-- Opening Marker --

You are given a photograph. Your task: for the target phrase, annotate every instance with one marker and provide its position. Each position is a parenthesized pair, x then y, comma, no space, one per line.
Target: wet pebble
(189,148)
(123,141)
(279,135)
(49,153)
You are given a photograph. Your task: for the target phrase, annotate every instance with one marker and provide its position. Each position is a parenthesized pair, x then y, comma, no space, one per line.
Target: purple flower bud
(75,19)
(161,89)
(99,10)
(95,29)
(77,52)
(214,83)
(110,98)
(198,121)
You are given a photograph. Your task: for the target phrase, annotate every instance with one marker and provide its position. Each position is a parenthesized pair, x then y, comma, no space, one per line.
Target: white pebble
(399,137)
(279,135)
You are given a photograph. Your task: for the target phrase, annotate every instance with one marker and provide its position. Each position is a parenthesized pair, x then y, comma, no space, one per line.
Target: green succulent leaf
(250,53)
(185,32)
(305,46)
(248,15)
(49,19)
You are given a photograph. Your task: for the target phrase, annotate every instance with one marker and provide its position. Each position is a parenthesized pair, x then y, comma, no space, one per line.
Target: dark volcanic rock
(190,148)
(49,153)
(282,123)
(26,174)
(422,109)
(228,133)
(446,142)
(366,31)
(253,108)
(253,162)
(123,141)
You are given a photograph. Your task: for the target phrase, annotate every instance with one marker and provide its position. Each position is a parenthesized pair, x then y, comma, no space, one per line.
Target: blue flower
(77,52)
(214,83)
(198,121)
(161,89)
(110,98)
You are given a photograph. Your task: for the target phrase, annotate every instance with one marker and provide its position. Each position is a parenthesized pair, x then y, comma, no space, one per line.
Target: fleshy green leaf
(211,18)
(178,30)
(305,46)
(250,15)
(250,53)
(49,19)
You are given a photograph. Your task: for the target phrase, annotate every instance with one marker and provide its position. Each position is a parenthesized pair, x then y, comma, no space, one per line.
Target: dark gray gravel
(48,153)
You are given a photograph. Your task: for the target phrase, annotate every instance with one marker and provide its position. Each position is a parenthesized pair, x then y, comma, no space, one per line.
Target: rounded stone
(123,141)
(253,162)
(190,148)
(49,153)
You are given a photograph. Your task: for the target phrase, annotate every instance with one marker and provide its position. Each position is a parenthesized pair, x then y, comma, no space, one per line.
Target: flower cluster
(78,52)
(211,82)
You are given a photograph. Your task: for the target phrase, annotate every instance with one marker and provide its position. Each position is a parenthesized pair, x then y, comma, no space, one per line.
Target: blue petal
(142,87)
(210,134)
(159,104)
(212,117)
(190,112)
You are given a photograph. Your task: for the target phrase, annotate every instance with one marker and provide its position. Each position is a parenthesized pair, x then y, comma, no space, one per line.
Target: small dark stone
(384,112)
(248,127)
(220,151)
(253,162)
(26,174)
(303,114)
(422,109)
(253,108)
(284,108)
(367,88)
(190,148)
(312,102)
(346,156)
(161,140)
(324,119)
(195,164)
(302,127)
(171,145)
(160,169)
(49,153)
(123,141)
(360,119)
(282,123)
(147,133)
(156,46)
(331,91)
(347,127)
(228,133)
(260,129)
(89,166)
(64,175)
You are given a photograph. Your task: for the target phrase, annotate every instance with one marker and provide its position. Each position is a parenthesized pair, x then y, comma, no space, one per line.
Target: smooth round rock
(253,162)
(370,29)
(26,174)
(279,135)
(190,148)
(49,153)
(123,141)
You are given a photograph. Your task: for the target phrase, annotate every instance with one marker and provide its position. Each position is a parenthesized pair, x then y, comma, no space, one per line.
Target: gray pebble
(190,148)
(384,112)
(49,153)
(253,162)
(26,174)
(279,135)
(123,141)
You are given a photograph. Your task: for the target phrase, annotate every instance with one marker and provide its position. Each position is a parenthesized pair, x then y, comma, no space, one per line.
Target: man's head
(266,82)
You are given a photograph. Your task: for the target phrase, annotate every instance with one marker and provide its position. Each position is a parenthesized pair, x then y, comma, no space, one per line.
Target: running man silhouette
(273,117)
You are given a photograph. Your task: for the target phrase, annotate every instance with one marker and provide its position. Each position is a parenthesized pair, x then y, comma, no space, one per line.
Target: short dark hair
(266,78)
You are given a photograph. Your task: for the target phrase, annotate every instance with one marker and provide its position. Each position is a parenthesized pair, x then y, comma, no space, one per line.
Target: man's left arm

-- Closing Marker --

Give each line of the records above again, unchanged.

### RESPONSE TO THE EXERCISE
You are given a photograph. Your task: for the target phrase, annotate every instance with one marker and provide its position. Each position is a parenthesized pair, x then y, comma, no space, one per line.
Target: wet pebble
(189,148)
(123,141)
(279,135)
(49,153)
You are given a photograph. Your task: for the target phrase, annotate every instance with one marker and provide its position. Each position is a parenthesized pair, x then y, comma, no space, one per line.
Target: purple flower bud
(75,19)
(161,89)
(99,10)
(95,29)
(77,52)
(214,83)
(110,98)
(198,121)
You are given a photograph. Your task: for the target phrase, annotate every instance with one marker and provide its position. Each position is a parenthesized pair, x then y, comma, no space, one per line.
Target: white pebble
(399,137)
(279,135)
You are given a photograph. Your task: for the target phrase, annotate every instance with one marker and provide its position. Each position is a parenthesized pair, x then y, comma, no space, one per line.
Target: green succulent leaf
(250,53)
(185,32)
(305,46)
(248,15)
(49,19)
You are given a photograph. Your task: for the target phrase, annotate every instance with one marker and provide its position. Each position is a parenthesized pair, x then y, comma, no space, one per line.
Target: dark volcanic rock
(190,148)
(49,153)
(282,123)
(26,174)
(422,109)
(228,133)
(446,142)
(366,31)
(253,108)
(253,162)
(123,141)
You are given a photograph. Your task: for the target phrase, annotate every instance with one marker and provide its position. Each position is a parenthesized pair, x then y, comma, no space, one per line.
Target: blue flower
(77,52)
(214,83)
(198,121)
(161,89)
(110,98)
You are given a photograph. Your task: for the target phrase, annotate every instance with one marker and provide its position. Each position is a parenthesized pair, x then y, comma, no space, one per line.
Target: fleshy green leaf
(211,18)
(178,30)
(305,46)
(250,15)
(250,53)
(49,19)
You are given a photograph. Your task: for the target phrase, annotate every instance with one marker and provide its position. Each position is a parenthesized pair, x then y, comma, no space, one per line.
Target: dark gray gravel
(48,153)
You are given a photograph. Your task: for the target phrase, annotate every instance with one marker and provide its position. Each position is a parenthesized pair, x then y, comma, no space, one per line.
Target: rounded stone
(123,141)
(253,162)
(190,148)
(49,153)
You are given a photograph. Your task: for the target phrase, annotate every instance with one marker and provide its position. Each position is a parenthesized pair, x then y, comma, no space, one per line.
Target: flower cluster
(78,52)
(211,82)
You are given a photograph. Your task: for the target phrase, annotate every instance with one marker and provide its position. Each position is a parenthesized pair, x then y, comma, no space, one per line.
Target: blue petal
(142,87)
(210,134)
(159,104)
(212,117)
(190,112)
You are given a photograph. Your task: for the target phrase, annotate every instance with one marker and provide its position. Each position is a parenthesized pair, x then y, comma, no space, one per line.
Target: small dark stone
(384,112)
(248,127)
(220,151)
(253,162)
(26,174)
(303,114)
(422,109)
(253,108)
(284,108)
(367,88)
(190,148)
(312,102)
(346,156)
(161,140)
(324,119)
(195,164)
(302,127)
(171,145)
(160,169)
(49,153)
(123,141)
(360,119)
(282,123)
(147,133)
(156,46)
(331,91)
(347,127)
(228,133)
(260,129)
(89,166)
(64,175)
You are given a photograph. Your task: for the target phrase, annotate every instance with one marker and provide its position. Each position is a parenthesized pair, x then y, comma, no space, one per line.
Target: smooth round rock
(253,162)
(370,29)
(26,174)
(279,135)
(190,148)
(49,153)
(123,141)
You are given a photograph. Your task: for the target phrase, annotate every instance with one marker and provide its position. Each position is a parenthesized pair, x then y, comma, no space, one per line.
Target: gray pebble
(190,148)
(384,112)
(49,153)
(253,162)
(26,174)
(279,135)
(123,141)
You are given a photograph. Your task: for the target phrase, annotate every instance with one marker and provide its position. Each position is a parenthesized pair, x then y, comma, no space, one per line.
Target: man's head
(266,82)
You are given a photograph. Your task: for the target phrase, annotate every instance with one marker and provide its position. Each position is a parenthesized pair, x then y, comma, no space, one per line.
Target: running man silhouette
(273,117)
You are given a photograph. Your task: for the target phrase, annotate every instance with one marker and provide its position. Each position is a parenthesized pair, x then y, comma, no space, one per line.
Target: short dark hair
(266,78)
You are given a photograph. Your task: for the target phrase, annotate every instance with one marker and provide its position. Each position is a parenthesized pair, x then y, comma, no space, one per line.
Target: man's left arm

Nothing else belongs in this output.